**Aim:** In the patent text below on force signals and user interface elements, how may a user interface element that is a button be displayed when its display is modified?

**Document text:**

******************************

The electronic device may display a user interface element on a display surface of the electronic device. Accordingly, the method may include modifying the display of the user interface element on the display surface in response to the at least one force signal. The step of modifying may include moving the display of the user interface element along the display surface.

The display surface may have a front portion and at least two side portions. The front portion of the display surface may cover the front face of the electronic display. The two side portions of the display surface may cover a respective one of two sides of the electronic device. The step of moving may include moving the display of the user interface element from one of the two side portions towards the front portion of the display surface of the electronic device. The user interface element may be a button, such that the step of modifying may include displaying the user interface element in a depressed configuration.

In this respect, before explaining at least one embodiment in detail, it is to be understood that the invention is not limited in its application to the details of construction and to the arrangements of the components set forth in the following description or illustrated in the drawings. The invention is capable of other embodiments and of being practiced and carried out in various ways. Also, it is to be understood that the phraseology and terminology employed herein are for the purpose of description and should not be regarded as limiting.

BRIEF DESCRIPTION OF THE DRAWINGS

In the drawings, embodiments are illustrated by way of example. It is to be expressly understood that the description and drawings are only for the purpose of illustration and as an aid to understanding and are not intended as a definition of the limits of the invention.

******************************

**Entries shown:**
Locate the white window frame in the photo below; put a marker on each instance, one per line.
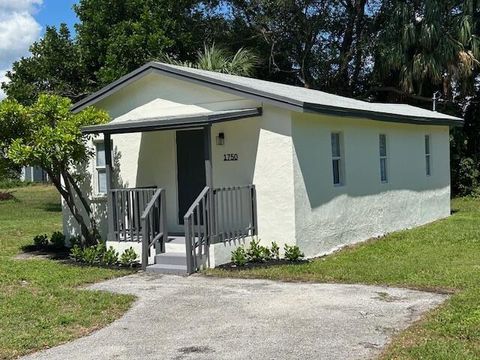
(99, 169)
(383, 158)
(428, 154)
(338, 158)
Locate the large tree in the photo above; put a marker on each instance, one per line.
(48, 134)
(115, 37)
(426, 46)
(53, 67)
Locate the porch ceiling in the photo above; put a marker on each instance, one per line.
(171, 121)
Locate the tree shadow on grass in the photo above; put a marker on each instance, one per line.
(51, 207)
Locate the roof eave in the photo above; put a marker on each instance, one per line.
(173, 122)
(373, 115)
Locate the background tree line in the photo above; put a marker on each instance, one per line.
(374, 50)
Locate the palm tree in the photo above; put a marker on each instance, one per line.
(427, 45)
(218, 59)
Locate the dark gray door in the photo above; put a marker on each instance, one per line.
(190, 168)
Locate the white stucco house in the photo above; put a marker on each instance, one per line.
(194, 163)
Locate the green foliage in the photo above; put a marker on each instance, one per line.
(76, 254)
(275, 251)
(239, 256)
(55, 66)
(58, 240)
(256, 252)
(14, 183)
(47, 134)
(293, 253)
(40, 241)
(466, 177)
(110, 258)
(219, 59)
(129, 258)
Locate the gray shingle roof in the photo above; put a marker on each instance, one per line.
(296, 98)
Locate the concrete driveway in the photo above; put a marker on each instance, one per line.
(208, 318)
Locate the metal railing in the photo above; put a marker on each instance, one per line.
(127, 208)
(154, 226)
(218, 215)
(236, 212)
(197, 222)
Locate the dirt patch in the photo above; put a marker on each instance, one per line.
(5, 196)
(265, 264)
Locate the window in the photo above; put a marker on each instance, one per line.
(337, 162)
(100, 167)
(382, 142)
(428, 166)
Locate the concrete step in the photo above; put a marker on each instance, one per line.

******************************

**Worked solution:** In a depressed configuration.